======== PROVIDED RECORDS

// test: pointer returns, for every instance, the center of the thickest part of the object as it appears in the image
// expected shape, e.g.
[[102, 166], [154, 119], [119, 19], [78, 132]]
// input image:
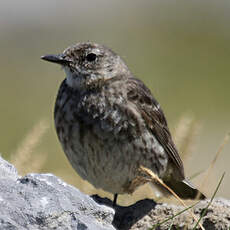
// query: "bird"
[[109, 123]]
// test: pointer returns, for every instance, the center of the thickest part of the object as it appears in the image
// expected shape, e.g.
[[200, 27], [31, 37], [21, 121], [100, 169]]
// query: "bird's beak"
[[59, 59]]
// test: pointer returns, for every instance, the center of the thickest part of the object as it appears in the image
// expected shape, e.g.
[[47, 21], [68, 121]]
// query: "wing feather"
[[153, 115]]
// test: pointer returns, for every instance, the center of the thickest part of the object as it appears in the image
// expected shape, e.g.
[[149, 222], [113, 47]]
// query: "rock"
[[43, 201]]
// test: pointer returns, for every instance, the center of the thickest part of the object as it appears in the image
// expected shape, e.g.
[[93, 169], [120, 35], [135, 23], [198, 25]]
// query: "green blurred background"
[[180, 49]]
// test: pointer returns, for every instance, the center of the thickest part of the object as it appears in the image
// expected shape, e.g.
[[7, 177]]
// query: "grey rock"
[[43, 201]]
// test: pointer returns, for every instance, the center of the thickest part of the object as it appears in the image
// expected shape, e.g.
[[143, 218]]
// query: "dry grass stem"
[[211, 166], [22, 158], [147, 173], [185, 133]]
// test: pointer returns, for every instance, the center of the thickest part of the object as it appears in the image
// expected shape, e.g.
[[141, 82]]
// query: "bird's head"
[[87, 64]]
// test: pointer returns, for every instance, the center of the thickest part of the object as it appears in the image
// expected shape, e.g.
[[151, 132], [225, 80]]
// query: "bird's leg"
[[115, 199]]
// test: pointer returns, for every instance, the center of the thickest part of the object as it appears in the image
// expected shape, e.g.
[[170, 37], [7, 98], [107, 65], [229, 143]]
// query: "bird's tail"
[[185, 189]]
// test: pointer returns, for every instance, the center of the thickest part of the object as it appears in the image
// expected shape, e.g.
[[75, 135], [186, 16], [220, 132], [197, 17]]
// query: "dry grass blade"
[[22, 157], [206, 209], [208, 172], [185, 133], [147, 173]]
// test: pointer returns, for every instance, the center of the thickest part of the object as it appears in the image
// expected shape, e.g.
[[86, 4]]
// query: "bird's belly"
[[108, 162]]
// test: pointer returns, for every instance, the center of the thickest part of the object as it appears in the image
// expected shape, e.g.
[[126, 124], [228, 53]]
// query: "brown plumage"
[[109, 123]]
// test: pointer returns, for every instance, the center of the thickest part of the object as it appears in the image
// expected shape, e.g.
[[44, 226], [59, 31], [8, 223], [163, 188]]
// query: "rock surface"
[[43, 201]]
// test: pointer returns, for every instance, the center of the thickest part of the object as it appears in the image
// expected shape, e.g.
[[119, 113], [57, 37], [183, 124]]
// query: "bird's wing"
[[149, 108]]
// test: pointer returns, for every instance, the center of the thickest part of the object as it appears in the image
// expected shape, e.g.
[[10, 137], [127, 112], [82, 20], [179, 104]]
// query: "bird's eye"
[[91, 57]]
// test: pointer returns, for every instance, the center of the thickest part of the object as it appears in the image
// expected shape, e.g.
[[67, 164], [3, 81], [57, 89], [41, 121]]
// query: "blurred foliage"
[[180, 49]]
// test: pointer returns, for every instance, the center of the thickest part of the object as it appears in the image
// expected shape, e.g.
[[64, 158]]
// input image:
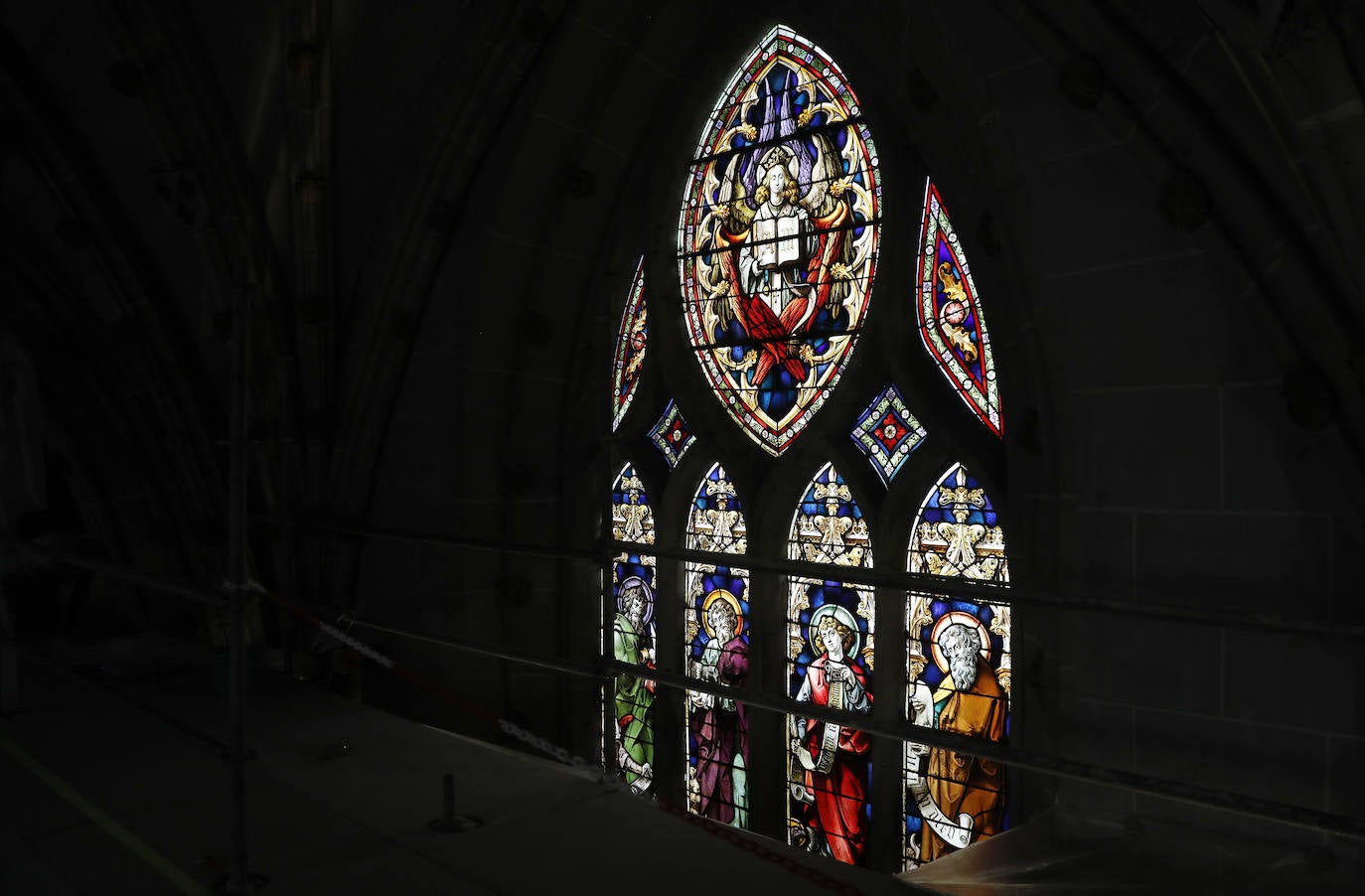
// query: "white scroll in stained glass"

================

Every entry must be written out exactly, with all pictures left out.

// test: pointer returns, for every instance, the center of the thickest part of the object as it appears in the image
// expected shape, e.g.
[[102, 166], [154, 119], [119, 19], [78, 132]]
// input image:
// query: "bird"
[[109, 123]]
// test: pointer returns, for every instance, the center of the thickest part of the object as it appears in the image
// expected shape, e.g.
[[200, 27], [31, 37], [21, 121], [100, 169]]
// query: "bird's beak"
[[59, 59]]
// test: pointer returns, for every instance, the center of the thickest part of the object as it appears in the image
// expected shape, e.g.
[[47, 21], [68, 121]]
// query: "wing feather"
[[153, 115]]
// test: pointer returns, for every instance, the center of the thickest part of the object as it appears in the image
// expected shape, e.g.
[[149, 222], [113, 47]]
// query: "rock"
[[43, 201]]
// test: pointer returns, for every instance, the center of the thickest part of the object as it appears in the image
// expected shape, e.g.
[[93, 169], [120, 35], [135, 23], [198, 25]]
// query: "green blurred background"
[[180, 49]]
// test: pointer returns, for every instance, the center of the thickest part of the object as it appears in the image
// expected shape, e.g.
[[7, 177]]
// query: "grey rock"
[[43, 201]]
// test: pointer returns, for every instance, the center of the thickest part of the object as it appears in the image
// expected shape, e.g.
[[143, 218]]
// query: "dry grass stem"
[[211, 166], [22, 158], [147, 173], [185, 133]]
// test: pointer returns, for every instance, the center of the thickest part of the object as it appears in the image
// expected shape, e.g.
[[141, 82]]
// query: "bird's head"
[[87, 64]]
// test: pointer returns, for every instance, the center of the thickest part of the object as it appears in the image
// expected shape, e.g.
[[151, 132], [225, 80]]
// query: "bird's leg"
[[115, 199]]
// test: pointer returns, for every instance, the center of the thickest part of the object as it appears in the image
// expected shape, e.g.
[[170, 37], [7, 98], [107, 65], [229, 143]]
// query: "bird's tail"
[[185, 189]]
// test: pointer returns, for every instance, the center of the thickest part of the object as it appears in the image
// expected shape, e.g.
[[75, 135], [186, 16], [220, 132], [197, 17]]
// query: "dry grass blade"
[[22, 157], [206, 209], [208, 172], [185, 133], [147, 173]]
// test: pointer returns, for every instance, the center of the thickest part of the object as it appears in the image
// expected shape, e.g.
[[86, 4]]
// query: "bird's belly"
[[108, 162]]
// test: pointer returns, for every instance, the center of the thickest part of the object as it appears in the image
// expected shape, e.g.
[[126, 124], [228, 53]]
// query: "brown plumage"
[[109, 123]]
// test: pointer returns, for every instance, the center of the thickest part of the object as it appears in the image
// expected shape, e.g.
[[44, 226], [59, 31], [8, 223], [163, 188]]
// query: "rock surface"
[[43, 201]]
// test: pointer returns, for every instance, the center of the thickest part of the object as it appears in the image
// expected shape, e.g.
[[119, 113], [57, 37], [183, 124]]
// query: "bird's wing"
[[149, 108]]
// test: pointer returns, for every instance, the center of the thickest part of the object as it appears in the image
// expected shape, e.g.
[[10, 137], [127, 112], [82, 20], [179, 104]]
// query: "bird's eye"
[[91, 57]]
// test: pointer returns, for every instance, the center of the thickest part of the object as it appears in the image
// expected shape, e.g.
[[67, 164], [3, 81], [57, 89], [41, 121]]
// query: "blurred foliage"
[[180, 49]]
// test: pointer returns, for every instance, the center of the thickest part of the object as it appears in the image
// expected shape, e.g.
[[64, 158]]
// input image:
// query: "white scroll in stained glass"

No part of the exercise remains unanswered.